+++ EXCERPTED PASSAGE +++
Study confirms single blood test can help identify pre-eclampsia risk

Tommy’s researchers say their findings should make the test more accessible to women and birthing people around the world

A single blood test is enough to help identify women and birthing people who are most at risk of developing severe pre-eclampsia and should be rolled out more widely, say researchers funded by Tommy's.

The study was a follow-up to the PARROT trial, which looked at the effectiveness of a test to measure the amount of a substance called placental growth factor (PlGF) in the blood during pregnancy.

The PARROT trial found the test could help work out which women with symptoms of pre-eclampsia were most at risk of developing severe complications from the condition. PlGF testing also helped to reduce the time it took to diagnose pre-eclampsia.

In the new PARROT-2 study, also funded by Tommy’s and published in The Lancet, the researchers found there was no benefit from repeating the test throughout pregnancy.

They say their findings should help to make the test more accessible and reduce the harm caused by pre-eclampsia.

PARROT-2 involved 1,252 women around the UK with suspected pre-eclampsia before 37 weeks of pregnancy.

The researchers found that if a woman’s first test showed an abnormal level of PlGF, that was enough to identify her as needing further monitoring and care for pre-eclampsia symptoms. There was no extra benefit from repeating the test as the pregnancy progressed.

Although extra tests enabled pre-eclampsia to be diagnosed more quickly, that did not lead to better outcomes for mothers or babies.

The researchers say: “[T]here is now a clear evidence base for implementation of initial PlGF-based testing, but without the necessity of higher costs associated with repeat PlGF-based testing.
+++ DATASET +++
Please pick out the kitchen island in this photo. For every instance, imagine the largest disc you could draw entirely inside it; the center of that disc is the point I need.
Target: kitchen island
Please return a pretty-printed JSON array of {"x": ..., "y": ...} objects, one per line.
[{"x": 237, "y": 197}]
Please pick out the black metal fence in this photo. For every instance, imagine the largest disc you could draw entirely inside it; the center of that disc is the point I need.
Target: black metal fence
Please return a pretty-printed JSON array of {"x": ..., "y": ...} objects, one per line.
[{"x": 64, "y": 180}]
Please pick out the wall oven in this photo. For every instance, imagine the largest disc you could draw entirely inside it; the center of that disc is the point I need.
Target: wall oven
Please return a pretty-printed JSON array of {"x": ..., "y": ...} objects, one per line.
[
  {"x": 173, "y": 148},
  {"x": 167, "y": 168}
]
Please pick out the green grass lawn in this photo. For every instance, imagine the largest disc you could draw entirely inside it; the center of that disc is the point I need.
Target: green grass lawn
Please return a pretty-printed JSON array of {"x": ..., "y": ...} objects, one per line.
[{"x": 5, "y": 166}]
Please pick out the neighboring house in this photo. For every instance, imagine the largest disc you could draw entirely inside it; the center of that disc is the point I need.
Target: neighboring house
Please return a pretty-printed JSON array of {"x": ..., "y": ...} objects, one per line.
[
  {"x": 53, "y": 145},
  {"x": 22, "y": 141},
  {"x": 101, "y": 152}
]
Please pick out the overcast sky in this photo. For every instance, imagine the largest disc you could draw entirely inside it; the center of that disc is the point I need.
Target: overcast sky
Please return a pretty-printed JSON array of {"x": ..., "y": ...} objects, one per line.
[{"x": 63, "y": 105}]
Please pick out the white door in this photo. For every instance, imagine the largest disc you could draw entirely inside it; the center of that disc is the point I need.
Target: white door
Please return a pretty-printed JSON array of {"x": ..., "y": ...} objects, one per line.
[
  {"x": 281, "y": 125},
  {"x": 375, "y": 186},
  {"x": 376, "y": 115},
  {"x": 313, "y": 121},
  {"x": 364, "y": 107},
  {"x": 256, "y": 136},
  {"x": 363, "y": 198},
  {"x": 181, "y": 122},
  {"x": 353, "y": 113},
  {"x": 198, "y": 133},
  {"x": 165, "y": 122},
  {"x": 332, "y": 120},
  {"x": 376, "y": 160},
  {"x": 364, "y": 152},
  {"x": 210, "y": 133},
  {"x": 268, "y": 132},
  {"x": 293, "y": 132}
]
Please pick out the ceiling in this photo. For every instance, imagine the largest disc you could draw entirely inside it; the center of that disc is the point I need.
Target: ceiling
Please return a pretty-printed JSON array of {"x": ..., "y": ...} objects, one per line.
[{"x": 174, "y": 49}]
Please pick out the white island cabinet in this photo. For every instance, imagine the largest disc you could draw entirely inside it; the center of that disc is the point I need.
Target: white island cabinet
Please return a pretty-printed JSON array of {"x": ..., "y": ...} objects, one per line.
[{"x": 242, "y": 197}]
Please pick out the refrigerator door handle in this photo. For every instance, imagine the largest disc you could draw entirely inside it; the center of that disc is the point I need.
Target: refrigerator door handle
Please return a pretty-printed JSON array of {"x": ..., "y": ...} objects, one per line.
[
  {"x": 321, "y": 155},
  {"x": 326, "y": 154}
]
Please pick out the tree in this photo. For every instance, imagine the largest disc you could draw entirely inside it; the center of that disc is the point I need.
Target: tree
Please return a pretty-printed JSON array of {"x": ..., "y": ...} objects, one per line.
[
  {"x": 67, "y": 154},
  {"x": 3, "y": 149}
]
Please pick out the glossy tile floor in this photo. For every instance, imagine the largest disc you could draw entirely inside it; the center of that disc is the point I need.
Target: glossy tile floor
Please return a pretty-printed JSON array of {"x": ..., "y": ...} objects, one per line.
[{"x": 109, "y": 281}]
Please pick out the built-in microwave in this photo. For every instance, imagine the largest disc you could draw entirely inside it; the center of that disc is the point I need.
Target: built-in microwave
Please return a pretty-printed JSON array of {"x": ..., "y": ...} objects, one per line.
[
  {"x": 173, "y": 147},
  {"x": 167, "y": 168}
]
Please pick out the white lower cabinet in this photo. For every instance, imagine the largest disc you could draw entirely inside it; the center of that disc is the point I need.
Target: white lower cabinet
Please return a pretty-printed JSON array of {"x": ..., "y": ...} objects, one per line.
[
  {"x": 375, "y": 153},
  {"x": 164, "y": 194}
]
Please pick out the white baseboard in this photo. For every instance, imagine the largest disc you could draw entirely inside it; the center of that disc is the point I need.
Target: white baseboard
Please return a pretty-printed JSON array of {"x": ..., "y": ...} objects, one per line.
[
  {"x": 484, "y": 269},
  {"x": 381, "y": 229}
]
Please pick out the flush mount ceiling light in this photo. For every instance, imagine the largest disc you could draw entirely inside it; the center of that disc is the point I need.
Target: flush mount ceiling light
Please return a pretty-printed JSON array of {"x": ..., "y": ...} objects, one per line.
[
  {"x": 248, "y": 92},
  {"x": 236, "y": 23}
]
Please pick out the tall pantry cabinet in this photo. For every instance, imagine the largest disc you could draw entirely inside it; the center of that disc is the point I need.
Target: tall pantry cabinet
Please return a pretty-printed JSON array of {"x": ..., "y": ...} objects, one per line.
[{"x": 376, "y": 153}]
+++
▸ **PROBLEM SET**:
a - From the article on pre-eclampsia testing, quote the stretch from "Tommy’s researchers say" through "funded by Tommy's.".
b - According to the article on pre-eclampsia testing, how many women took part in the PARROT-2 study?

▸ **OUTPUTS IN ORDER**:
a -
Tommy’s researchers say their findings should make the test more accessible to women and birthing people around the world

A single blood test is enough to help identify women and birthing people who are most at risk of developing severe pre-eclampsia and should be rolled out more widely, say researchers funded by Tommy's.

b - The PARROT-2 study involved 1,252 women.